I only farm one acre of grapes. Hiring consultants, doing soil and sap tests, doing extensive field work with employees and machinery is usually out of my league and beyond my budget. Making detailed crop plans is basically over my head. But, out of the blue, AEA has introduced Fieldlark AI. They took over two decades of tests, techniques and results from all of their consulting work and fed it into an artificial intelligence engine. Right now, it is free to use. There’s a fee after a certain number of questions. I had to check it out.

I asked it about a pest problem in one variety of grapes. The very immediate response asked a few questions about my soil etc. Then came a long response broken into 6 parts: 1) Short Term Treatments 2) Biological Control 3) Long -term prevention 4) Optimizing water management and carbon 5) Promoting Synergistic Biodiversity and 6) More questions to explore with ready answers. You will notice that these arranged themselves from immediate local actions to larger responses spread over time and area. Another query into Fieldlark about a weed in my field brought back another 6-part response arranged in the same order. Within each of these 6 parts there are 3 sub-categories: a) recommendation b) biological basis and c) Expected outcomes. Those outcomes cover plant performance, soil outcomes and yield improvements.

Granted, this is a very mechanical arrangement, but it is also helpful in terms of the most urgent actions to take first and what specific ingredients are needed to perform them. Embedded in the expected outcomes part is a feedback loop that presumably would fine-tune the response if the outcomes don’t come out. There are also recommendations to check with an agronomist to verify recommendations for your context.  I’m not sure if that absolves the AI of responsibility but it might.

Discussing this new twist in agriculture with a farmer friend I found out that he has also used an AI to research farm problems. He used GROK which turns out to be a product from Elon Musk. It also turns out to cost money but not a huge amount. I bit the bullet and bought a month’s worth of advice for $20. GROK’s advice was much shorter and very product oriented. The first recommendation was to use yellow sticky tape – apparently lots of it if there are many rows with the issue. Next was to use insecticides with very poisonous ones listed before more organic treatments. Actually, I had already tried these particular organic products with limited success. Then it suggested biological controls, monitoring the sticky traps to see if they work and getting local advice perhaps again for legal reasons.

ABOUT THIS EXERCISE: From the account of AI farm advice, output the passage that begins at the words "I asked it about" and stops after "and yield improvements.". The lines below were taken from a separate source.

Recorded data:

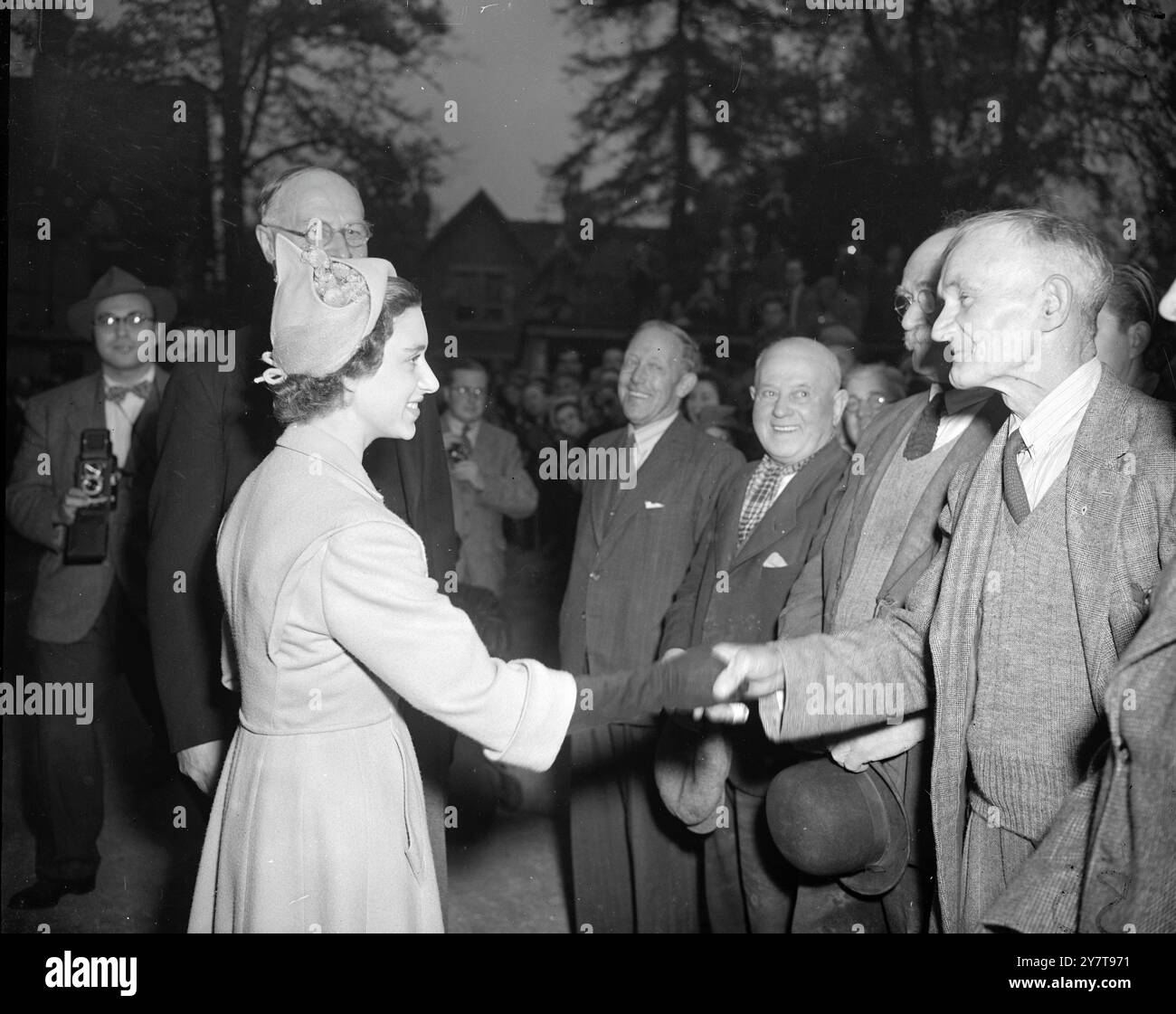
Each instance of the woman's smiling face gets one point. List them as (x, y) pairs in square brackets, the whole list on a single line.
[(388, 400)]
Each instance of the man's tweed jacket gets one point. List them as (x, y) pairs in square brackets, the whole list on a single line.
[(1120, 529)]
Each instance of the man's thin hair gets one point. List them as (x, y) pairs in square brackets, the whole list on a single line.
[(1082, 253), (690, 353)]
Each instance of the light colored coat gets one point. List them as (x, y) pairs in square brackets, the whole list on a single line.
[(479, 513), (1118, 531), (318, 818)]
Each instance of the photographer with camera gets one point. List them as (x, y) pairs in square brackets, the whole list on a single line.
[(487, 476), (79, 489)]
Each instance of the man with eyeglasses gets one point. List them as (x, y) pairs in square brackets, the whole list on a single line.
[(880, 537), (87, 621), (214, 429), (489, 481)]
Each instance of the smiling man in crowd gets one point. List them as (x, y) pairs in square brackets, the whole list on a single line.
[(764, 525), (1049, 553), (635, 868)]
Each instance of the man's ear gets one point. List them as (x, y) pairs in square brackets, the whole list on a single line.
[(266, 242), (1139, 336), (686, 384), (839, 400), (1057, 302)]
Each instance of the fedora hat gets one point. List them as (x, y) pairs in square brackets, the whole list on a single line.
[(841, 825), (118, 281)]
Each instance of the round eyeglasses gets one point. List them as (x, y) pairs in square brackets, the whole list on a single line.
[(925, 298), (354, 235)]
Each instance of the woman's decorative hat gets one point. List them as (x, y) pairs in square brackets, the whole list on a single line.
[(324, 308)]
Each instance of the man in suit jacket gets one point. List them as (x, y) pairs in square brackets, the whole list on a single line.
[(1108, 864), (214, 429), (87, 620), (1048, 554), (1109, 861), (489, 481), (764, 523), (634, 867), (877, 540)]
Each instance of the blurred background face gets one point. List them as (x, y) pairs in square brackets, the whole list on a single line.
[(568, 422), (772, 316), (867, 395), (466, 394), (988, 287), (317, 194), (534, 400), (705, 393), (1113, 344), (653, 379), (564, 384), (118, 341), (796, 402)]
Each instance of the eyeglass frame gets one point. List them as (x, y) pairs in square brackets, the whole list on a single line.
[(113, 325), (902, 302), (328, 232)]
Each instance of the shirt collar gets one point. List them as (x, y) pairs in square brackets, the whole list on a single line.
[(651, 431), (109, 382), (310, 441), (1061, 411)]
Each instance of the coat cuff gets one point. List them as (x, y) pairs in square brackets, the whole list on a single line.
[(548, 704)]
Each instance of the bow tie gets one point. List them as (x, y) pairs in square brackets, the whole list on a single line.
[(116, 394)]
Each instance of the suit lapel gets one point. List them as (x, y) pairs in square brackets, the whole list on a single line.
[(657, 479), (888, 443), (967, 450), (727, 533), (1095, 488), (781, 516), (600, 492)]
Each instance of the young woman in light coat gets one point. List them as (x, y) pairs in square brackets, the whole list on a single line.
[(318, 819)]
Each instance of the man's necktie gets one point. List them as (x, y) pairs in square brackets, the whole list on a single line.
[(922, 437), (1015, 497), (116, 394), (761, 494), (628, 449)]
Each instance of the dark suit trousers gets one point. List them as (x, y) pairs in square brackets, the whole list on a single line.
[(748, 884), (635, 868), (67, 766)]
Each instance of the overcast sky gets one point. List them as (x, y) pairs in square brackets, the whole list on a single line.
[(514, 104)]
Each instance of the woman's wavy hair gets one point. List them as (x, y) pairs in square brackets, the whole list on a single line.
[(300, 398)]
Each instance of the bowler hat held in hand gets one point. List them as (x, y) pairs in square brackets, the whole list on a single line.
[(841, 825)]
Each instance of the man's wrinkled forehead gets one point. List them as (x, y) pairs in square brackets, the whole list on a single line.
[(922, 270), (653, 343), (318, 193)]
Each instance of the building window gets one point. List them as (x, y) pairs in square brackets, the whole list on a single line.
[(480, 296)]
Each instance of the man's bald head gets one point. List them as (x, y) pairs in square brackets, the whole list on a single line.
[(917, 286), (798, 399), (802, 348), (308, 192)]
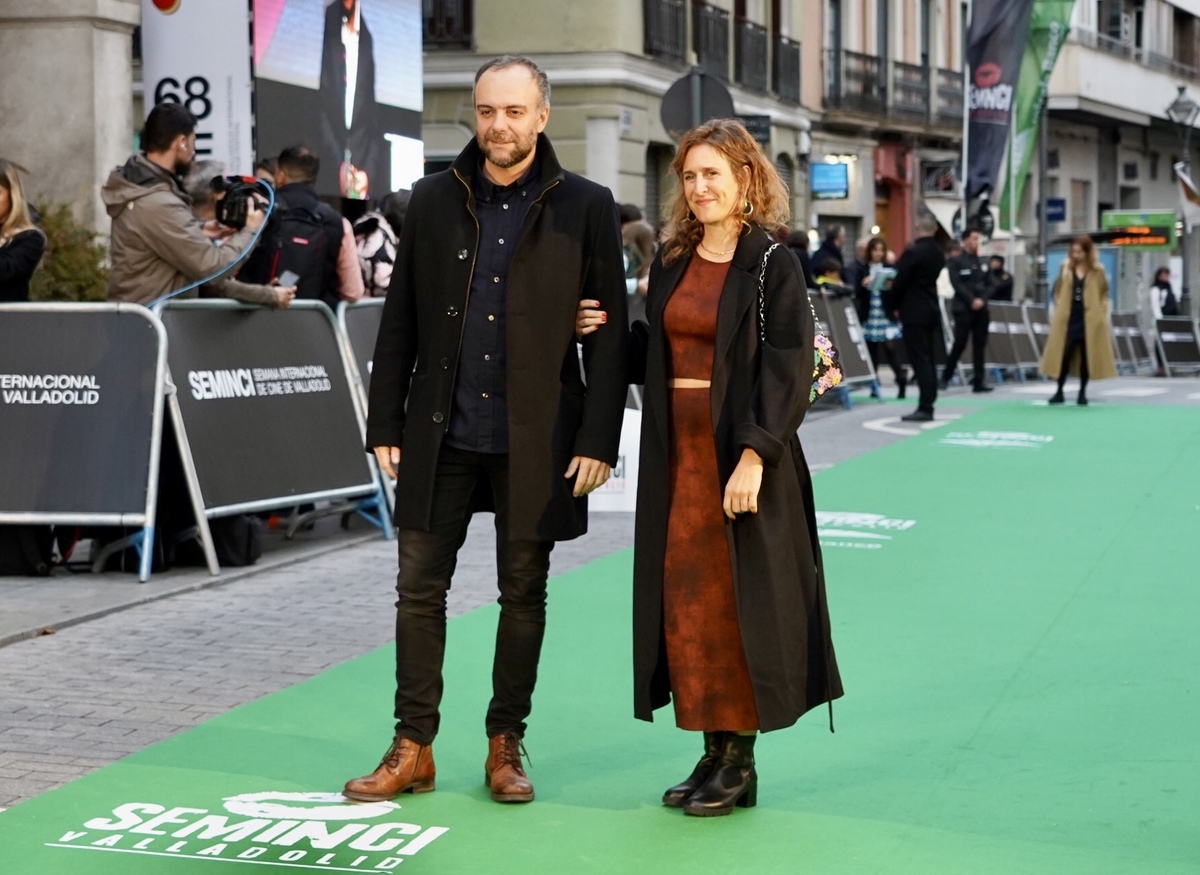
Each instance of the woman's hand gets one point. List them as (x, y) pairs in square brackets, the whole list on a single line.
[(588, 318), (742, 490)]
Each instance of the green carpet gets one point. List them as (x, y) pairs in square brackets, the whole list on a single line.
[(1017, 635)]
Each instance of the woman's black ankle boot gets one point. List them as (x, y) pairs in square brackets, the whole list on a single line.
[(678, 795), (733, 781)]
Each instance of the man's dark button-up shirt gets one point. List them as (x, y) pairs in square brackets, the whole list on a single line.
[(480, 417)]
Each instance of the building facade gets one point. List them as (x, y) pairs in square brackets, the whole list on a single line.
[(66, 73), (610, 66), (885, 82)]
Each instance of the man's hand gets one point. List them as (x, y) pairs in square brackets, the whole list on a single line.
[(216, 232), (592, 474), (255, 215), (742, 490), (588, 318), (388, 459)]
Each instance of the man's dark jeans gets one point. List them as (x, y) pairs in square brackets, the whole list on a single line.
[(427, 562), (970, 324), (921, 340)]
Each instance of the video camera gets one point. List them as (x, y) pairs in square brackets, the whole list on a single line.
[(237, 193)]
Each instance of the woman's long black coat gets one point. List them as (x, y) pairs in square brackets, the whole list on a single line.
[(759, 399)]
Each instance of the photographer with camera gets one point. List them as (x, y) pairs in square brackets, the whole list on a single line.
[(157, 244), (211, 191)]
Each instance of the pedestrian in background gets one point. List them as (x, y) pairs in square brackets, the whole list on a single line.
[(198, 185), (22, 244), (912, 301), (880, 331), (1001, 280), (831, 247), (730, 616), (157, 245), (1163, 304), (972, 283), (1080, 341), (639, 245)]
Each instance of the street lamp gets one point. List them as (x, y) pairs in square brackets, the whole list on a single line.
[(1183, 112)]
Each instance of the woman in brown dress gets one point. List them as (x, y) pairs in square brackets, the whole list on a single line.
[(730, 617)]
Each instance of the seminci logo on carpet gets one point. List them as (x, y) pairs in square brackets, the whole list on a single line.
[(858, 531), (304, 831), (997, 439)]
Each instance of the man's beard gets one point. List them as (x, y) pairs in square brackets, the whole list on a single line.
[(522, 149)]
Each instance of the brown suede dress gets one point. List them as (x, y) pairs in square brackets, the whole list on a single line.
[(709, 679)]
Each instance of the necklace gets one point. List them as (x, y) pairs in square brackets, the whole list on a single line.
[(714, 252)]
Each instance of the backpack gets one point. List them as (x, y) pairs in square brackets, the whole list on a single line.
[(376, 243), (299, 245)]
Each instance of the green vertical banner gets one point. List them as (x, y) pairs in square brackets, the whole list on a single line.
[(1048, 31)]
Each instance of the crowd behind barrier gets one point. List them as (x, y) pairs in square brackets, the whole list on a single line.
[(263, 411)]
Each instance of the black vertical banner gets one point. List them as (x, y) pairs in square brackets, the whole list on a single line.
[(995, 45)]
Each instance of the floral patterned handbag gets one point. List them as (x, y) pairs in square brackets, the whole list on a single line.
[(826, 366)]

RESULT OF THE EXERCISE:
I asked it about a pest problem in one variety of grapes. The very immediate response asked a few questions about my soil etc. Then came a long response broken into 6 parts: 1) Short Term Treatments 2) Biological Control 3) Long -term prevention 4) Optimizing water management and carbon 5) Promoting Synergistic Biodiversity and 6) More questions to explore with ready answers. You will notice that these arranged themselves from immediate local actions to larger responses spread over time and area. Another query into Fieldlark about a weed in my field brought back another 6-part response arranged in the same order. Within each of these 6 parts there are 3 sub-categories: a) recommendation b) biological basis and c) Expected outcomes. Those outcomes cover plant performance, soil outcomes and yield improvements.